Short problem: Rewrite the entries below with "outline" swapped for "boundary" and everything else kept the same. Leave the pictures out of your answer.

Records from a data collection
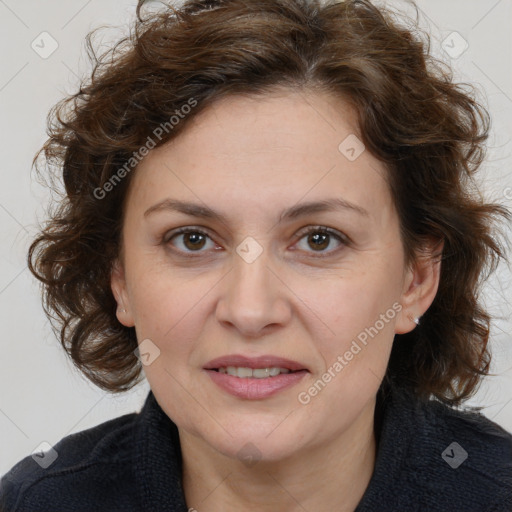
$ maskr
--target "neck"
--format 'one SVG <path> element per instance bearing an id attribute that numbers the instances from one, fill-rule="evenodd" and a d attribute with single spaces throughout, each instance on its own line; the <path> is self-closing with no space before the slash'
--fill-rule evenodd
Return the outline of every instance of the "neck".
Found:
<path id="1" fill-rule="evenodd" d="M 180 430 L 183 489 L 201 512 L 353 512 L 375 466 L 375 401 L 344 432 L 278 461 L 246 466 Z"/>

Expected output:
$ maskr
--target "neck"
--format 'one SVG <path> element per instance bearing an id attribute that numbers the instances from one, fill-rule="evenodd" and a d attribute with single spaces throughout, each instance on its own line; the <path> is self-closing with no space before the slash'
--fill-rule evenodd
Return the boundary of every instance of the "neck".
Found:
<path id="1" fill-rule="evenodd" d="M 180 430 L 183 489 L 201 512 L 353 512 L 375 466 L 375 401 L 344 432 L 278 461 L 246 466 Z"/>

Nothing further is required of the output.